What to work on: Write out, word for word, only the lines from the one with "[[257, 335], [3, 1008], [796, 524], [728, 815]]" to the end of the data below.

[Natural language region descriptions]
☆ ☆ ☆ ☆

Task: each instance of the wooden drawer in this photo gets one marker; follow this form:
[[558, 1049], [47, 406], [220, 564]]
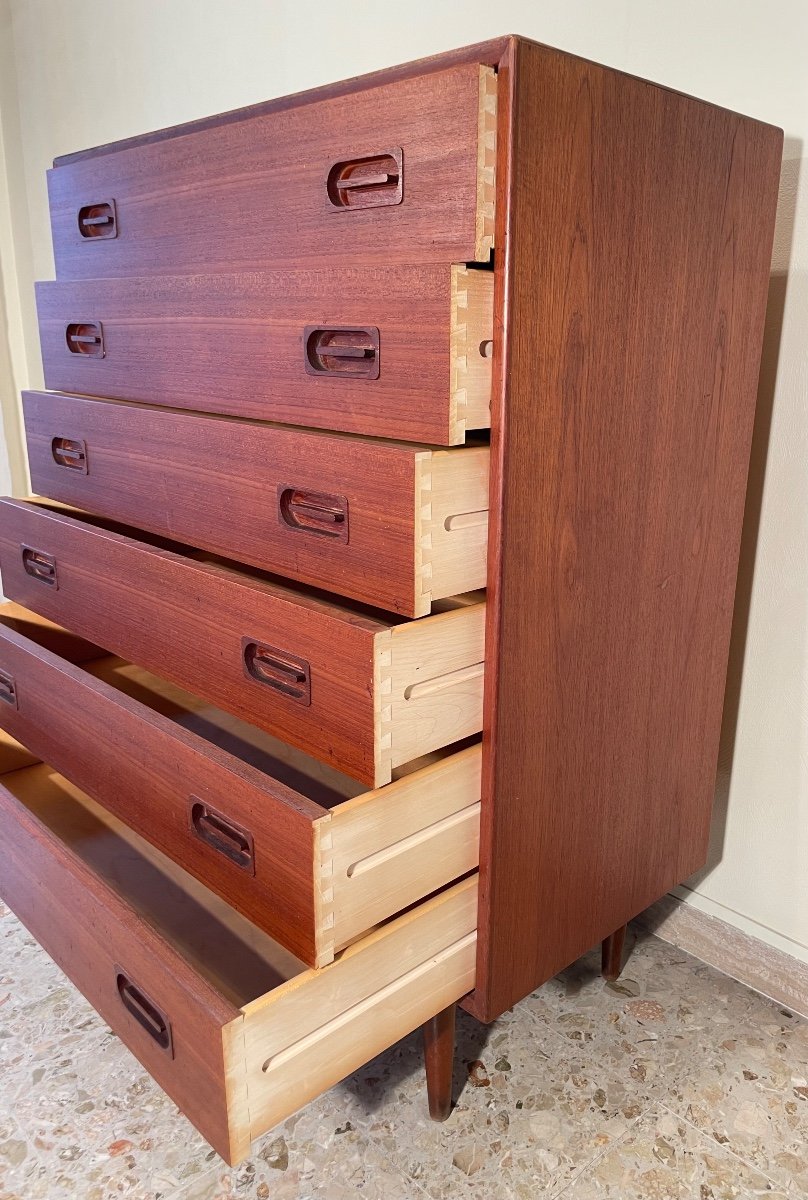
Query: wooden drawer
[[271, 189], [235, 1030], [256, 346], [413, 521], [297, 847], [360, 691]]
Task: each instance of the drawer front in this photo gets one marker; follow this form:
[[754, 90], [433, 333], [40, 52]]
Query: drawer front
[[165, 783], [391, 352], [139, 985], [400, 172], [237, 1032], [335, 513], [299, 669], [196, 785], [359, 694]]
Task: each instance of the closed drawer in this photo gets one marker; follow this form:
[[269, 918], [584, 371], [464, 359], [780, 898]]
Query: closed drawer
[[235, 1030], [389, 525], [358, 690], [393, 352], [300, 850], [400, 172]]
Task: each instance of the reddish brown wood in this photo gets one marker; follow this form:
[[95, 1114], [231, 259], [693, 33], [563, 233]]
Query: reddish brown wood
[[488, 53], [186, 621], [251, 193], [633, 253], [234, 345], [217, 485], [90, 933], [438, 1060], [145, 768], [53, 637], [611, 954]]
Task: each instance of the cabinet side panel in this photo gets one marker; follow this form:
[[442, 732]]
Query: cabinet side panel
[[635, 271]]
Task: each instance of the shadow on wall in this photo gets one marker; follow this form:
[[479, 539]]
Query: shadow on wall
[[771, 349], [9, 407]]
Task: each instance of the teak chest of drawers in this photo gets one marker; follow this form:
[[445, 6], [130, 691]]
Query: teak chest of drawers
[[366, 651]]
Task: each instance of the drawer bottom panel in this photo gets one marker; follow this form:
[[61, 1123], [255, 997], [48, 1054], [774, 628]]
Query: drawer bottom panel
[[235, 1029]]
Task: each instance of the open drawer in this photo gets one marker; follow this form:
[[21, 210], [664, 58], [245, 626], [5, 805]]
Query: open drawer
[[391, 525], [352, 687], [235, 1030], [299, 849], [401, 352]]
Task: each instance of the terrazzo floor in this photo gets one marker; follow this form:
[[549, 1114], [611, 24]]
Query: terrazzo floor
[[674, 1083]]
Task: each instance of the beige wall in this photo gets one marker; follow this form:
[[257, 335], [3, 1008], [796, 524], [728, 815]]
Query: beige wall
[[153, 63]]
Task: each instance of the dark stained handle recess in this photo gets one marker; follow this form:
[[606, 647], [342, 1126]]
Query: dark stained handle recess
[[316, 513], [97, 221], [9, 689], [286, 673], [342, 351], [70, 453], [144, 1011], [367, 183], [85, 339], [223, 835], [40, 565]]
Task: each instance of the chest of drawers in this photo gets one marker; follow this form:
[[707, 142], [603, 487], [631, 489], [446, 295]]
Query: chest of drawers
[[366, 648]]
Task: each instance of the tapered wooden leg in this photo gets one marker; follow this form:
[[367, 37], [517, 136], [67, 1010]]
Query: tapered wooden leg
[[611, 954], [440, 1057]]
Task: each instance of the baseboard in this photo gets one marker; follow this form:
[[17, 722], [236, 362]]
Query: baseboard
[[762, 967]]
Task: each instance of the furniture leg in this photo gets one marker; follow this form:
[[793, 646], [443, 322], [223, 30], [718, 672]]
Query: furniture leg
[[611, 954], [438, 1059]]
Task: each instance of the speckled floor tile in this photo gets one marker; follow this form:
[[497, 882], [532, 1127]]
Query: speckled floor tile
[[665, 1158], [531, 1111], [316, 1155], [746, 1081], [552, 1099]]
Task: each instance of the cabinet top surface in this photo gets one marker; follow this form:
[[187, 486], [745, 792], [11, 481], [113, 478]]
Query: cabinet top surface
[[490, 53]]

☆ ☆ ☆ ☆

Result:
[[257, 335], [3, 1008], [796, 524], [728, 815]]
Query: beige wall
[[153, 63]]
Task: each instance of the dark stained handle recess in this photo gets one marker; follow this form:
[[606, 647], [342, 1126]]
Query: dark stained handle recess
[[316, 513], [97, 221], [9, 689], [286, 673], [342, 351], [70, 453], [144, 1011], [367, 183], [85, 339], [223, 835], [40, 565]]
Task: each instance of the chest of drawers in this photo gets one marker; follow this form:
[[707, 142], [603, 487], [631, 489], [446, 295]]
Query: chest of drawers
[[366, 648]]
Task: each instance of the tapered wooden leg in this photo gets one marker; follow this form:
[[367, 37], [517, 136], [67, 1010]]
Query: tapered wooden leg
[[611, 954], [440, 1057]]
Task: each instance of the baseboard in this photo gets one marker; follow this form:
[[17, 722], [236, 362]]
Query: baseboard
[[762, 967]]
Task: each instance of the furniture leg in this photo gets one marker; follow this form:
[[793, 646], [443, 322], [223, 30], [718, 672]]
Query: furniture leg
[[611, 954], [438, 1059]]
Task: each instance of the speckled floor tile in this photo gets one marker; follow this form:
[[497, 882], [532, 1127]]
Query: speckled floor tile
[[665, 1158], [531, 1111], [316, 1155], [746, 1081], [552, 1099]]
Task: each instance of the cabinet top surface in this photo gets one marker; follow this form:
[[187, 486], [745, 792], [11, 481], [113, 478]]
Query: cabinet top surface
[[490, 53]]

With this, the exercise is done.